INPUT RECORDS:

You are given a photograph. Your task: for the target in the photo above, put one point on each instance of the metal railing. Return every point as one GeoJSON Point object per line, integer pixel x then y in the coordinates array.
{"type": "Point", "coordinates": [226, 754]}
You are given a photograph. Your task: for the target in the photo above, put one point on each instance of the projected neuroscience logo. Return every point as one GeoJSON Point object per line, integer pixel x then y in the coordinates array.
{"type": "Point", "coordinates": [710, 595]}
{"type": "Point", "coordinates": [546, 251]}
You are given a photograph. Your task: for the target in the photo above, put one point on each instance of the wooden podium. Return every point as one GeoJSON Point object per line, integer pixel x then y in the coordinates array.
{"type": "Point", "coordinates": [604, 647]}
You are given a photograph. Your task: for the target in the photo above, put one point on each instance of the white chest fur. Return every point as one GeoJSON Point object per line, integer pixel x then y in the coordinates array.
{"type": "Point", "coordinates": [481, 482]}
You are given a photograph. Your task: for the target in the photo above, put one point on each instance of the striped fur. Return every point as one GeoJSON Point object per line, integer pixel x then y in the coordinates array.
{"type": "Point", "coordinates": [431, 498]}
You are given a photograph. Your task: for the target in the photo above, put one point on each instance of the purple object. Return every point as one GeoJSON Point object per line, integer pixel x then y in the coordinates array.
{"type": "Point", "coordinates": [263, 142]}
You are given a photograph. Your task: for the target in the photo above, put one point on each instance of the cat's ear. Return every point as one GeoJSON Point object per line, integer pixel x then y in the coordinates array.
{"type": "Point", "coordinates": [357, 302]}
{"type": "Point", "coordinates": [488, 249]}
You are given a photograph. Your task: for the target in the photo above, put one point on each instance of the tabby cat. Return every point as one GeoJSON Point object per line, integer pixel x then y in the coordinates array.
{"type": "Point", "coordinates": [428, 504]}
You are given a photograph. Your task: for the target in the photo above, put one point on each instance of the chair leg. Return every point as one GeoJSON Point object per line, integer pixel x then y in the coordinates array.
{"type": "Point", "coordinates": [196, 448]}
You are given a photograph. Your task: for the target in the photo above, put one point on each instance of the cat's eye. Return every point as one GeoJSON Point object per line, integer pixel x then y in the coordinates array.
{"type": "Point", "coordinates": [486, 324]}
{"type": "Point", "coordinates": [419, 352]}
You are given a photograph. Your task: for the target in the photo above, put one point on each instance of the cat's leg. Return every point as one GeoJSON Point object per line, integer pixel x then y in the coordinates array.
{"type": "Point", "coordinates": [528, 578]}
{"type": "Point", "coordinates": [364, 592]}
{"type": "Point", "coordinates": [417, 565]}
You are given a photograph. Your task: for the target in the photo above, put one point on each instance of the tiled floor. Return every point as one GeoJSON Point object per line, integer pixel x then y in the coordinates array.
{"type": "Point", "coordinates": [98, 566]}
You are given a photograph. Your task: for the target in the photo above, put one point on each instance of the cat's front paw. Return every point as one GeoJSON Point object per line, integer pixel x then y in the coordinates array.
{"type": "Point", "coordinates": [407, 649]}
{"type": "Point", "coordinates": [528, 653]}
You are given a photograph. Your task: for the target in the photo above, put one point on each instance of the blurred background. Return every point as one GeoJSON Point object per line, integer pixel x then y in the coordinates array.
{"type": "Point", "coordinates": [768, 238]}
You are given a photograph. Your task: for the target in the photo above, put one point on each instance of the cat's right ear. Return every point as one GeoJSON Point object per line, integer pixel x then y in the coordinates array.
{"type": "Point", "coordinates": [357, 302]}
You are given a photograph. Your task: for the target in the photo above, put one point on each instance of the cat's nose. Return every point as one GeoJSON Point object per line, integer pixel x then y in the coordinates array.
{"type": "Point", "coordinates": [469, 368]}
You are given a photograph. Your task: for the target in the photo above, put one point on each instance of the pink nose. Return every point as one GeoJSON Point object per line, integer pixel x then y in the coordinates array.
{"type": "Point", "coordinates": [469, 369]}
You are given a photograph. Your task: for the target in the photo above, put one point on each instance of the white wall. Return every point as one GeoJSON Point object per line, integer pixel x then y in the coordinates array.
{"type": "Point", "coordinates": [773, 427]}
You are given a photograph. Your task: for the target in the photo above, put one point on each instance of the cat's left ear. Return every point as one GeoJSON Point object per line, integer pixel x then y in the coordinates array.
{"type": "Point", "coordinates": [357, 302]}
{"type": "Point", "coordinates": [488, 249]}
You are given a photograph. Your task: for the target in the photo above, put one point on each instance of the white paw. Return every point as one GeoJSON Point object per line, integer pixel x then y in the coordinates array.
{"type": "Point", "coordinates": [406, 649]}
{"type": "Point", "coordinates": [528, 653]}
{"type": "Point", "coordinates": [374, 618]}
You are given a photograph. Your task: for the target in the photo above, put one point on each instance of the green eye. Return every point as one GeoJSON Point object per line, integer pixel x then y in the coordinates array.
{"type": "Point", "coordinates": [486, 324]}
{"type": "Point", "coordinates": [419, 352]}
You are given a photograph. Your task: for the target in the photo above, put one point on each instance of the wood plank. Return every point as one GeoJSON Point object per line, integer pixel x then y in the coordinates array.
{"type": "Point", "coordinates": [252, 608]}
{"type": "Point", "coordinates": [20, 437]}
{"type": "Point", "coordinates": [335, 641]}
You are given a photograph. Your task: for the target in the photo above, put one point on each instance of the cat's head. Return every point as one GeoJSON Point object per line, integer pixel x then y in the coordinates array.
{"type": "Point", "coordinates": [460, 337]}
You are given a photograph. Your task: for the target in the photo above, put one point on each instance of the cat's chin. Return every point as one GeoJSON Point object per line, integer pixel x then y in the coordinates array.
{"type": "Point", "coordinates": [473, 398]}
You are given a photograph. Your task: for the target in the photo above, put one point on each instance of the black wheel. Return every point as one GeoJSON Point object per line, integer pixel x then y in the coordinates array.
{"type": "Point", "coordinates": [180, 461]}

DIRECTIVE: Give the material above again, word for word.

TASK OUTPUT:
You are given a photograph. Your task: for the target in the photo above, put one point on each instance of the metal railing. Return every point as one GeoJSON Point object per line, integer pixel x then y in the coordinates array.
{"type": "Point", "coordinates": [226, 754]}
You are given a photograph. Your task: for the target in the photo above, put one point on each instance of the projected neuroscience logo. Return every point as one GeoJSON Point object per line, integer pixel x then y in the coordinates array.
{"type": "Point", "coordinates": [710, 595]}
{"type": "Point", "coordinates": [546, 251]}
You are given a photograph. Your task: for the target in the photo above, put one point on each instance of the wooden podium. Return every point as one GeoJSON Point object per line, integer pixel x then y in the coordinates array.
{"type": "Point", "coordinates": [604, 647]}
You are given a photograph. Your task: for the target in the photo above, put one point on each instance of the white chest fur. Return every point as one GeoJSON Point object per line, integer pixel x then y in the coordinates array.
{"type": "Point", "coordinates": [481, 482]}
You are given a photograph. Your task: for the target in the photo above, put one point on each instance of the striped fur. Return every point as one GeoJSON Point object per line, integer pixel x then y in the coordinates array.
{"type": "Point", "coordinates": [431, 498]}
You are given a photograph. Your task: for the target in the photo above, put one point on each instance of the purple object. Return every point as one GeoJSON Point object per line, integer pixel x then y in the coordinates array.
{"type": "Point", "coordinates": [263, 142]}
You are given a photograph. Your task: for the target in the photo above, put one point on each instance of the cat's ear. Return every point as one GeoJSON Point object per line, integer pixel x then y in the coordinates array.
{"type": "Point", "coordinates": [357, 302]}
{"type": "Point", "coordinates": [488, 249]}
You are given a photograph. Your task: for the target in the photo above, put one point on each instance of the tabby cat. Return every point as one GeoJSON Point object per line, integer pixel x then y in the coordinates array.
{"type": "Point", "coordinates": [428, 504]}
You are given a photograph. Your task: for the target in the photo above, put one point on each instance of the chair leg. Return every point as one GeoJSON Point object per line, integer pixel x then y in the coordinates array.
{"type": "Point", "coordinates": [196, 448]}
You are given a photograph. Your task: for the target in the photo above, put one point on each instance of the cat's eye. Return every point as one GeoJSON Point object per line, integer pixel x then y in the coordinates array.
{"type": "Point", "coordinates": [486, 324]}
{"type": "Point", "coordinates": [419, 352]}
You are given a photograph. Your task: for the target in the photo above, put one point on each instance of the cat's leg. Return every point as one GeoJSON Point object per line, integer pixel x then y in the coordinates array.
{"type": "Point", "coordinates": [528, 578]}
{"type": "Point", "coordinates": [364, 592]}
{"type": "Point", "coordinates": [417, 565]}
You are given a photograph. Your task: for the target in the photo above, put one point on each instance of the tiled floor. Return every point as one GeoJSON Point object per line, integer pixel x then y in the coordinates array.
{"type": "Point", "coordinates": [98, 566]}
You are given a photograph. Your task: for the target in the photo above, put one point on each instance of the cat's front paw. Return every point as one GeoJSON Point object per line, integer pixel x then y in the coordinates array.
{"type": "Point", "coordinates": [407, 649]}
{"type": "Point", "coordinates": [528, 653]}
You are given a photograph. Your task: for the target in the photo above, put one point on each instance of the blurred background. Return every point as one GeoJSON Point object per line, integer pixel x then y in the coordinates array.
{"type": "Point", "coordinates": [768, 238]}
You are given a photograph. Your task: for the target in the photo above, put one point on each instance of the cat's right ear. Return every point as one GeoJSON Point object per line, integer pixel x then y in the coordinates array.
{"type": "Point", "coordinates": [357, 302]}
You are given a photograph. Your task: for the target in the photo above, put one point on each instance of the cat's nose. Return every point as one GeoJSON Point object per line, integer pixel x then y in the coordinates array.
{"type": "Point", "coordinates": [469, 368]}
You are given a photograph. Your task: for the target in the photo above, put one point on each instance of the pink nose. Return every point as one GeoJSON Point object per line, integer pixel x then y in the coordinates array.
{"type": "Point", "coordinates": [469, 369]}
You are given a photograph. Your task: for the target in the photo above, put one point on each instance of the white wall. Return every point as one GeoJSON Point object per line, integer pixel x then y in the coordinates array.
{"type": "Point", "coordinates": [773, 427]}
You are given a photograph. Your task: for the target in the photo above, put one point on each instance of the cat's left ear. Return every point as one GeoJSON Point object per line, integer pixel x then y in the coordinates array.
{"type": "Point", "coordinates": [357, 302]}
{"type": "Point", "coordinates": [488, 249]}
You are given a photograph. Your task: for the target in the photo above, put one point on each instance of the white paw. Return every point as one GeoJSON Point object per line, integer pixel x then y in the coordinates array.
{"type": "Point", "coordinates": [406, 649]}
{"type": "Point", "coordinates": [528, 653]}
{"type": "Point", "coordinates": [374, 618]}
You are given a photograph. Your task: for the target in the photo above, put one point on each instance of the green eye. Return every point as one GeoJSON Point object per line, integer pixel x then y in the coordinates array.
{"type": "Point", "coordinates": [486, 324]}
{"type": "Point", "coordinates": [419, 352]}
You are given a photograph. Your task: for the target in the photo above, put one point on each instance of the wood plank. Return every point as one GeoJSON Point object per line, integer pixel x then y in the coordinates array.
{"type": "Point", "coordinates": [252, 608]}
{"type": "Point", "coordinates": [20, 437]}
{"type": "Point", "coordinates": [335, 641]}
You are given a photograph. Your task: for the target in the photo above, put one point on each instance of the cat's head. Return every point as one GeoJSON Point object per line, integer pixel x then y in the coordinates array.
{"type": "Point", "coordinates": [460, 337]}
You are given a photograph. Your task: for the target in the photo above, put one point on each instance of the cat's chin. Return every point as one GeoJSON Point object per line, integer pixel x then y in the coordinates array.
{"type": "Point", "coordinates": [473, 398]}
You are given a photograph. Your task: for the target in the photo above, put one point on each instance of the black wheel. Return every point as one GeoJSON Point object per line, integer pixel x then y in the coordinates array.
{"type": "Point", "coordinates": [180, 461]}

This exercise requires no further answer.